No nos resulta fácil discernir siempre qué es bueno y qué es malo. Cada generación tiene su sensibilidad ética y moral. Lo que a nuestros padres parecía muy grave, tal vez a los hijos les parezca leve, sin importancia; lo que a las nuevas generaciones parece importante, tal vez a las anteriores les parezca irrelevante y sin importancia en la vida moral.
El bien y el mal no dependen de las consideraciones que sobre ellos hagamos los seres humanos. Pero sí que es verdad que lo bueno y lo malo son realidades tan misteriosas, que ninguna generación es capaz de captar todo su misterio. Por eso, a unas generaciones les es concedida una mayor sensibilidad ante ciertos valores y a otra ante otros valores. No hay generación alguna que pueda arrogarse la “sensibilidad absoluta”.
Contar con nuestro Dios y sus mandatos
Pero hay algo más: para descubrir la moralidad de lo que hacemos y somos es necesario contar con nuestro Dios. En la sagrada Escritura se muestra la convicción de que nuestro Dios se preocupa de nosotros, guía nuestros pasos y nos da normas sabias e inteligentes. Si contamos con Dios seremos felices y entraremos en la tierra de nuestros sueños: “Así viviréis y entraréis a tomar posesión de la tierra que el Señor, Dios de vuestros padres, os va a dar”.

==*==

Tarea propuesta A: Transcribe del texto sobre el bien y el mal el fragmento que empieza con las palabras que contienen "No nos resulta" y termina con "la vida moral.".

==*==

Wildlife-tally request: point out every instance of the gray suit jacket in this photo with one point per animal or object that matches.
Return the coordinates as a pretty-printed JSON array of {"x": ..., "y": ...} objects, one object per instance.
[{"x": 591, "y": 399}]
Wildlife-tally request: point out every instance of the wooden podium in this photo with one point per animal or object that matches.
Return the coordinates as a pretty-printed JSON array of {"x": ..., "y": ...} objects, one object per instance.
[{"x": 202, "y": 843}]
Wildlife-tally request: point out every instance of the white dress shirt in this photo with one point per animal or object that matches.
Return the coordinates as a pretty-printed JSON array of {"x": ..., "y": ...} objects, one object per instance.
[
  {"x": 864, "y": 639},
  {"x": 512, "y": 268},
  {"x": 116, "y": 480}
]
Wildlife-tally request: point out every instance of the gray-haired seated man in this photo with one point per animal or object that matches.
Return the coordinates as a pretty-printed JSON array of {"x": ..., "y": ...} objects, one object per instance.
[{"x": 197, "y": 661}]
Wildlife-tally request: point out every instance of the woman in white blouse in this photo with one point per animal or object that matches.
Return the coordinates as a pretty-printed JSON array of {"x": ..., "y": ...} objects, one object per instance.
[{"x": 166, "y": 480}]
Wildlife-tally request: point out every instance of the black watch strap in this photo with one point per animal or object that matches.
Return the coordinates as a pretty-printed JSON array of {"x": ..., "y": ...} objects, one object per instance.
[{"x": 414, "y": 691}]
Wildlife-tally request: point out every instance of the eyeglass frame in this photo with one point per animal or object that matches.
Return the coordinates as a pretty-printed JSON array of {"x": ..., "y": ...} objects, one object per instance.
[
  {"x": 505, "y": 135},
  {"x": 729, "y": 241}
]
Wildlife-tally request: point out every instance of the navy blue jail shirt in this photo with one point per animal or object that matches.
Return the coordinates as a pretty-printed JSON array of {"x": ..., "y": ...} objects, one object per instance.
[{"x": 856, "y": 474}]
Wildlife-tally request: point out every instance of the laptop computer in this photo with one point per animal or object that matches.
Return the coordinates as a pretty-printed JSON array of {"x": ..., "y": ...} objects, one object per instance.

==*==

Tarea propuesta B: Reescribe solo la parte de los registros que va desde la línea que contiene "Wildlife-tally request: point out every instance of the navy" hasta el final, ambos extremos incluidos. Conserva íntegro el texto de esas líneas y suma 21 a cada coordenada de las respuestas.

Respuesta esperada A:
No nos resulta fácil discernir siempre qué es bueno y qué es malo. Cada generación tiene su sensibilidad ética y moral. Lo que a nuestros padres parecía muy grave, tal vez a los hijos les parezca leve, sin importancia; lo que a las nuevas generaciones parece importante, tal vez a las anteriores les parezca irrelevante y sin importancia en la vida moral.

Respuesta esperada B:
Wildlife-tally request: point out every instance of the navy blue jail shirt in this photo with one point per animal or object that matches.
Return the coordinates as a pretty-printed JSON array of {"x": ..., "y": ...} objects, one object per instance.
[{"x": 877, "y": 495}]
Wildlife-tally request: point out every instance of the laptop computer in this photo with one point per animal or object that matches.
Return the coordinates as a pretty-printed JSON array of {"x": ..., "y": ...} objects, one object per instance.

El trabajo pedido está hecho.